107 Fed. Cl. 9
Fed. Cl.2012Background
- Six projects involve government-insured low-income housing with affordability restrictions; five are §221(d)(3) projects and one is §236 (100 Centre Plaza).
- Prepayment of insured debt without HUD approval was prohibited for 20 years under the Preservation Statutes, and HUD approval was required for prepayment, tying prepayment to continued affordability.
- Plaintiffs allege LIHPRHA effected regulatory taking by eliminating their contractual right to prepay; defendant moves for summary judgment arguing there was no contract-based prepayment right.
- Deeds of trust notes and regulatory agreements for five properties show no right to prepay during the mortgage term; 100 Centre Plaza’s modification and amendment created a disputed right to prepay.
- HUD processed LIHPRHA incentives and regulatory interpretations suggested that prepayment rights could be superseded by regulations, influencing the court’s analysis of whether a property had a vested prepayment right at the time of the taking.
- The court grants summary judgment for five properties, and denies it for 100 Centre Plaza, thereby concluding no taking as to the five properties but preserving a prepayment right claim for 100 Centre Plaza.

Data
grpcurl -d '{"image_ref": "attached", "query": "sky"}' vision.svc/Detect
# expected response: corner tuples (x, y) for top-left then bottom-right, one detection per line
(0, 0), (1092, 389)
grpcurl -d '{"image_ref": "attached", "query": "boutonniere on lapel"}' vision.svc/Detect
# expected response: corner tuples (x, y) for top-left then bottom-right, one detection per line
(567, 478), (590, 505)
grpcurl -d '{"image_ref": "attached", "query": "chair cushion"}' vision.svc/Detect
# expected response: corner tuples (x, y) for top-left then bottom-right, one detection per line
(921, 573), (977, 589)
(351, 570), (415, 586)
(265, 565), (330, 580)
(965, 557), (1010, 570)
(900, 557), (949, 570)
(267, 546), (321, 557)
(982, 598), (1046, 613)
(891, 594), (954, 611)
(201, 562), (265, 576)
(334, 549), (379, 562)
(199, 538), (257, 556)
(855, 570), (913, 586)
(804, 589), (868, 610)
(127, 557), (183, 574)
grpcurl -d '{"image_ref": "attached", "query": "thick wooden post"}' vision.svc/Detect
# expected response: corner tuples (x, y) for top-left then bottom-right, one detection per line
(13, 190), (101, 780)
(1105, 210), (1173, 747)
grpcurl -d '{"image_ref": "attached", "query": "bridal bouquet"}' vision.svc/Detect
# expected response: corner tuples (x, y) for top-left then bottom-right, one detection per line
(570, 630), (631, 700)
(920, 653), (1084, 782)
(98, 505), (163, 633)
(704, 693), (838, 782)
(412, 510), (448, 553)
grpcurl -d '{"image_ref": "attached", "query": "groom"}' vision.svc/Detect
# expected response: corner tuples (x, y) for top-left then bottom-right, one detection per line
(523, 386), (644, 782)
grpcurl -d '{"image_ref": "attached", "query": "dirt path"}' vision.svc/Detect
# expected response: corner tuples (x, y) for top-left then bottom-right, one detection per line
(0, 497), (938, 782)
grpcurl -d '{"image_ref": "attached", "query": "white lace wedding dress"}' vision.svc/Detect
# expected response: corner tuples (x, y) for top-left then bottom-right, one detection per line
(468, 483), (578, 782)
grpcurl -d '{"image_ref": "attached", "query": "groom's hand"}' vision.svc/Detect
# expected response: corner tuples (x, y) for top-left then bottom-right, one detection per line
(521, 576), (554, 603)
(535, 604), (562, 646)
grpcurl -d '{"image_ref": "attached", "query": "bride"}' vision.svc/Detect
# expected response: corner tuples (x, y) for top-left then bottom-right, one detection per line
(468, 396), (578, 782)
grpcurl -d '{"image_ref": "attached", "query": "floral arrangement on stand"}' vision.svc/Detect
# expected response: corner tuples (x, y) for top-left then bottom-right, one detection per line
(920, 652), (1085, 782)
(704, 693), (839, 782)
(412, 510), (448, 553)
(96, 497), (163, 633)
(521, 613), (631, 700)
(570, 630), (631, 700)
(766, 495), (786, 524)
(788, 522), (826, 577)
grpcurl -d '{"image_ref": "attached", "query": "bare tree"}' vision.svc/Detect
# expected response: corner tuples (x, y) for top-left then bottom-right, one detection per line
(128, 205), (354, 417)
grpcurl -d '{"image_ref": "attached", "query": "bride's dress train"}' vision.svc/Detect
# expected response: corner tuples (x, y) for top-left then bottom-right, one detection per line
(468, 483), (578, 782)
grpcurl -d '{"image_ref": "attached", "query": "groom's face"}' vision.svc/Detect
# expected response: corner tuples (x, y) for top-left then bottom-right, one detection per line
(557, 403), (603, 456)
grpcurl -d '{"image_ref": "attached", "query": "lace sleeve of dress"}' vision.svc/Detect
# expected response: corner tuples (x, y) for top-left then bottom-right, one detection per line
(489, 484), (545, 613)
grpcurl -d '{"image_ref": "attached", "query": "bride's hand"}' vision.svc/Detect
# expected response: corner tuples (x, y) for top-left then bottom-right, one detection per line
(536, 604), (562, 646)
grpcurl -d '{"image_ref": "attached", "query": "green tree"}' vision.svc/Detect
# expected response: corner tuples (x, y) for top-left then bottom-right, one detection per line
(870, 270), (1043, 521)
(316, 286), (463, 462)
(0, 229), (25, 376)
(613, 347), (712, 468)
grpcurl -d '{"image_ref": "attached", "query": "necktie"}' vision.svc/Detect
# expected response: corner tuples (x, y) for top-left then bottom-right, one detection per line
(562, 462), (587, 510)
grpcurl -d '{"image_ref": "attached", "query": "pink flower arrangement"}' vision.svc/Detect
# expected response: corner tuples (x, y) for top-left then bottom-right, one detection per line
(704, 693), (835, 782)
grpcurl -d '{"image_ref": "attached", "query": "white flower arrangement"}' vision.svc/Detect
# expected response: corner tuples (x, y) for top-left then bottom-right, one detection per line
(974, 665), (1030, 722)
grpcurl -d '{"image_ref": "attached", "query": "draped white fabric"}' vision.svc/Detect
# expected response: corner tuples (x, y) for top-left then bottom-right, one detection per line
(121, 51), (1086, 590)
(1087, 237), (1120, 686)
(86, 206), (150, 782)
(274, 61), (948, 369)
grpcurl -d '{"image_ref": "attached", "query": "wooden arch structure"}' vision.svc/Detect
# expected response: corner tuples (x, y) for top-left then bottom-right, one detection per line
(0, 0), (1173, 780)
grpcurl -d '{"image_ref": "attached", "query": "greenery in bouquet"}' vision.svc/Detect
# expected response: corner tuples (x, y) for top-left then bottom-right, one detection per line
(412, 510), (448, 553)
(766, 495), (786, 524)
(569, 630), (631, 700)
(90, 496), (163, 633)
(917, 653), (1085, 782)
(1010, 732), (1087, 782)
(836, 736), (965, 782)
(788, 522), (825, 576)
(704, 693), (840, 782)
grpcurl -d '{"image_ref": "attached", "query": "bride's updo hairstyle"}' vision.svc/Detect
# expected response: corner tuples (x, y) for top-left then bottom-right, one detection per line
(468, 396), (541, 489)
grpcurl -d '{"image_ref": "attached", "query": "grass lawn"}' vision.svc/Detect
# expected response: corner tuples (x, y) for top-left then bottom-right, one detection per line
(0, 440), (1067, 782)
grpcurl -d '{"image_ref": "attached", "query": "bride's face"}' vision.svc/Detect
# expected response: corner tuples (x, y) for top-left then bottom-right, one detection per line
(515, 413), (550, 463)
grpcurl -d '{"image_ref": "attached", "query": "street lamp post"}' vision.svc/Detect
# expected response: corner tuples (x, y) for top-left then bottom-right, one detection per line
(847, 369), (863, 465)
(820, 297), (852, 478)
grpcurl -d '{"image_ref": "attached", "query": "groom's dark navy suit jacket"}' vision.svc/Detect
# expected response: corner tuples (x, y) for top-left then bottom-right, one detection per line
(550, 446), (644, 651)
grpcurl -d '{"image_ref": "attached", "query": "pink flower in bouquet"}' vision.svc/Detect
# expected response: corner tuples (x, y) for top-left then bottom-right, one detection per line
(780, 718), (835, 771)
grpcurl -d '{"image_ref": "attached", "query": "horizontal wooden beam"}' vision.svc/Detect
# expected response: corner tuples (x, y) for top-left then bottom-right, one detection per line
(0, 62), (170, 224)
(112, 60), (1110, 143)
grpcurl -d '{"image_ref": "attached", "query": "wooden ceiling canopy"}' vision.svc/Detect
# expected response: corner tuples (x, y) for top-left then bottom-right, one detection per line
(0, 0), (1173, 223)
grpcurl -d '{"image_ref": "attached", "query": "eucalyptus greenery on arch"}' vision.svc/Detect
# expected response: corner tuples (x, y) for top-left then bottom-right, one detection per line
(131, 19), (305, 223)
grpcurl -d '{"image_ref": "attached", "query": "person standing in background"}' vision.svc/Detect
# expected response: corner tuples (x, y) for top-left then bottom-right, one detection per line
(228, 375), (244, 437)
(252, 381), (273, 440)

Short task
Continue the case summary from its last line. The items have nothing to do with the case summary.

Written answer
Issues
| Issue | Plaintiff's Argument | Defendant's Argument | Held |
|---|---|---|---|
| Whether LIHPRHA deprived six properties of a contractual right to prepay | Milwood et al. show HUD policy grants right | No contract-based prepay right; regulation governs | Five properties: no taking; no contract right present |
| Whether 100 Centre Plaza had a contractual prepay right at the taking | Amendment reinstated right to prepay the 236 portion | Amendment structured to obtain incentives, not prepay | 100 Centre Plaza: denial of summary judgment; prepay right found |
Key Cases Cited
- Anaheim Gardens v. United States, 444 F.3d 1309 (Fed.Cir.2006) (preservation acts set high HUD approval conditions for prepayment)
- Huntleigh USA Corp. v. United States, 525 F.3d 1370 (Fed.Cir.2008) (valid property interest required at time of taking)
- Cienega Gardens v. United States, 331 F.3d 1319 (Fed.Cir.2003) (property interest required for takings; focus on timing)
- Branch v. United States, 69 F.3d 1571 (Fed.Cir.1995) (no one has a property interest in a rule of law)
- New York Cent. R. Co. v. White, 243 U.S. 188 (1902) (no vested interest in any rule of law)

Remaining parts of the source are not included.